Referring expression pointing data
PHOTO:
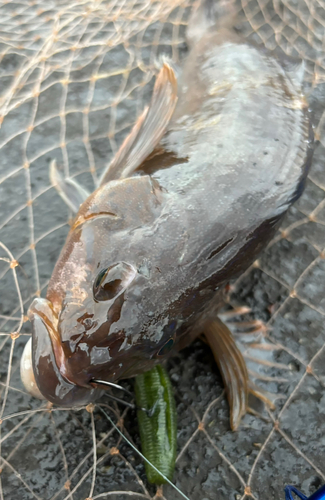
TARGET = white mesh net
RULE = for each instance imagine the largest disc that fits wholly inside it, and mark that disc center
(73, 78)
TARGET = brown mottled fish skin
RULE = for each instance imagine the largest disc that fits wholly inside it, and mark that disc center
(194, 215)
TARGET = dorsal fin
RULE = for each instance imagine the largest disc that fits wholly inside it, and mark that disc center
(148, 130)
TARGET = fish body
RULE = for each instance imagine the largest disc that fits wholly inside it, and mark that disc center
(174, 219)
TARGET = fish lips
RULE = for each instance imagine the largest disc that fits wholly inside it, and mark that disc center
(48, 361)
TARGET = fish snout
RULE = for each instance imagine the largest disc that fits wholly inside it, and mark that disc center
(43, 362)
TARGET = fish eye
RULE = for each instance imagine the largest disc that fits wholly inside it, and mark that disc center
(166, 348)
(112, 281)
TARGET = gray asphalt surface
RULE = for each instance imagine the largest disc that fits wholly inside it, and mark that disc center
(73, 77)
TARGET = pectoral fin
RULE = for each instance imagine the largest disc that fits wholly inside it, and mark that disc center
(70, 191)
(148, 130)
(232, 367)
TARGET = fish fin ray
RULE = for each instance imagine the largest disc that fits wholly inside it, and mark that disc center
(148, 129)
(70, 191)
(232, 367)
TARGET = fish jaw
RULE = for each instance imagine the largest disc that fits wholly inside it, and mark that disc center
(45, 376)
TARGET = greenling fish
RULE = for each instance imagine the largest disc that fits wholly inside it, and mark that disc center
(195, 192)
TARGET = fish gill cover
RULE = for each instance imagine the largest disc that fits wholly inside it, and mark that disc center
(73, 78)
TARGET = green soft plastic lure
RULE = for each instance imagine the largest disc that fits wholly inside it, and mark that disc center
(158, 425)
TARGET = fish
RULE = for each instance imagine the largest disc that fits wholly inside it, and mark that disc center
(196, 191)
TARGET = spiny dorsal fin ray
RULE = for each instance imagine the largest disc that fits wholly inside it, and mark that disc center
(70, 191)
(148, 130)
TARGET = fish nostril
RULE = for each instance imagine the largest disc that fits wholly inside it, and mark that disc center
(113, 281)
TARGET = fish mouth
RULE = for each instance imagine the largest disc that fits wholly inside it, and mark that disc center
(47, 374)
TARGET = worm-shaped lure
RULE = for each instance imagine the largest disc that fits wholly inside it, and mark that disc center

> _Task to carry out_:
Skip every picture and transcribe the data above exactly.

> _Exercise result_:
PHOTO:
TARGET = white mesh net
RULE = for each instance imagine the largest disc that fits wholly inside it, and mark that disc center
(73, 78)
TARGET = brown mottled fish skin
RULE = for each instance imagine the largest disc that fits wholly inside it, and mark that disc center
(194, 215)
TARGET = dorsal fin
RULE = for each instance imagine the largest disc that fits wholly inside it, and mark that disc center
(148, 130)
TARGET = fish body
RULE = for each instance imagine the largest disc that fits wholly inside it, and mark that disc center
(174, 219)
TARGET = fish lips
RULE = for each instance imagine the largest disc that fits wholly inside it, and mark that disc center
(48, 361)
TARGET = fish snout
RULE = for each instance imagine the largest disc that fits wholly inside it, and mark that disc center
(43, 362)
TARGET = fish eye
RULE = for each instance imagine the largest disc that fits wholly inside it, and mark that disc center
(166, 348)
(112, 281)
TARGET = gray asphalt surface
RULE = for each instance imagine the largest disc that fits wholly inside it, and mark that disc center
(73, 77)
TARGET = pectoral fin
RULE = for each instance imagine the largest disc that fits wholly inside it, and mark that disc center
(70, 191)
(148, 130)
(232, 367)
TARGET = fish fin ray
RULE = for each instance imagine the largest disc that fits wholly inside it, and mark that disc center
(148, 129)
(70, 191)
(232, 367)
TARGET = fish jaw
RULE = for each instance imagine the largest disc that fits wholly inside it, and mark that disc center
(45, 376)
TARGET = greenling fish
RULE = for each instance imagine the largest disc that fits wholly inside it, and mark that disc center
(195, 192)
TARGET = fish gill cover
RULE = for each instance imagine the largest disc that fits wholly inside it, and mark that disc center
(73, 78)
TARGET = green soft plastic lure
RULE = for each instance imagine the largest disc that fits wholly inside it, and mark that disc center
(158, 425)
TARGET = fish
RULE = for each instance imagine the largest disc that fits wholly inside it, and mark that disc center
(196, 191)
TARGET = spiny dorsal fin ray
RULE = for each instance imagine the largest disc that fits wholly inside it, and mark that disc center
(70, 191)
(148, 130)
TARGET = fish nostril
RULE = for each instance imagine the largest disc that fits wholly inside it, and mark that disc center
(113, 281)
TARGET = fish mouth
RULE = for each instance imagine the largest disc that fits wholly inside it, and mark that disc center
(47, 374)
TARGET = worm-shaped lure
RULE = for each instance imagine the largest disc that fits wholly inside it, and mark that disc center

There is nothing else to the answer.